= Part of a data file =

— begin —

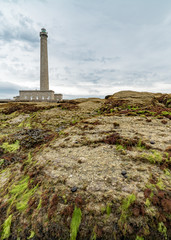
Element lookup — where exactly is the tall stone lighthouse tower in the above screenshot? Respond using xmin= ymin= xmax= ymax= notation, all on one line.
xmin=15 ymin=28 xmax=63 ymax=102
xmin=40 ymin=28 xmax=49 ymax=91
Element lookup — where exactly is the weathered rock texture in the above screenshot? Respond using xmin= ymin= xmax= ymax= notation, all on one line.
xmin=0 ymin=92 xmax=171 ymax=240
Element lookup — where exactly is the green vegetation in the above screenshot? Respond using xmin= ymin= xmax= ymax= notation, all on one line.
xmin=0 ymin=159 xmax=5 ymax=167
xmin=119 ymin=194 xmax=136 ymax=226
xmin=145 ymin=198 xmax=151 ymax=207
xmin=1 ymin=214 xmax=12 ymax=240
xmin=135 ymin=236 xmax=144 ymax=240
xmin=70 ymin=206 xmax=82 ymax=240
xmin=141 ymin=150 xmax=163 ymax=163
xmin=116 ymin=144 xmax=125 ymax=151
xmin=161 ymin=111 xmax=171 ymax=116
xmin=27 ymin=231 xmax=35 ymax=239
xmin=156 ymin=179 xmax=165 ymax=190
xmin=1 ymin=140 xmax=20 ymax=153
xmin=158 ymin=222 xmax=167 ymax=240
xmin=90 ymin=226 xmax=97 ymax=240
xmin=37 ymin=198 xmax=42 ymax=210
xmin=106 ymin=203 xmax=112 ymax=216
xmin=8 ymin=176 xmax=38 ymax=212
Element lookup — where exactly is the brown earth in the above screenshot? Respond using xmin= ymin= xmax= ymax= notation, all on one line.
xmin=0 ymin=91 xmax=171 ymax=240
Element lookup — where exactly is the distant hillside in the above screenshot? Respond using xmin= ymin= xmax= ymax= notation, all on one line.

— end —

= Task instructions =
Update the rows above by replacing each instance of "screenshot" with "photo" and leaving everything else the same. Leave the pictures out of your answer.

= The response =
Element lookup — where exactly is the tall stone lighthouse tower in the above photo? Respond using xmin= ymin= xmax= ymax= notation, all on one line.
xmin=15 ymin=28 xmax=63 ymax=102
xmin=40 ymin=28 xmax=49 ymax=91
Element lookup — where exactly is the weathered rock texture in the above photo? Respond using xmin= ymin= xmax= ymax= notation, all on one line.
xmin=0 ymin=92 xmax=171 ymax=240
Element lookup — where exactly is the green vegetation in the above photo? Respond using xmin= ymin= xmax= ymax= notation, all on one line.
xmin=0 ymin=159 xmax=5 ymax=167
xmin=119 ymin=194 xmax=136 ymax=226
xmin=145 ymin=198 xmax=151 ymax=207
xmin=1 ymin=214 xmax=12 ymax=240
xmin=135 ymin=236 xmax=144 ymax=240
xmin=70 ymin=206 xmax=82 ymax=240
xmin=141 ymin=150 xmax=163 ymax=163
xmin=116 ymin=144 xmax=125 ymax=151
xmin=161 ymin=111 xmax=171 ymax=116
xmin=27 ymin=231 xmax=35 ymax=239
xmin=156 ymin=179 xmax=165 ymax=190
xmin=1 ymin=140 xmax=20 ymax=153
xmin=158 ymin=222 xmax=167 ymax=240
xmin=90 ymin=226 xmax=97 ymax=240
xmin=37 ymin=198 xmax=42 ymax=210
xmin=106 ymin=203 xmax=112 ymax=216
xmin=8 ymin=176 xmax=38 ymax=212
Element lookup — where exactly is the brown earth in the above photo? Respond using xmin= ymin= xmax= ymax= notation, all on one line.
xmin=0 ymin=91 xmax=171 ymax=240
Element lookup — where exactly is the distant hillside in the above photo? Respond using xmin= ymin= xmax= ymax= notation, all on one line.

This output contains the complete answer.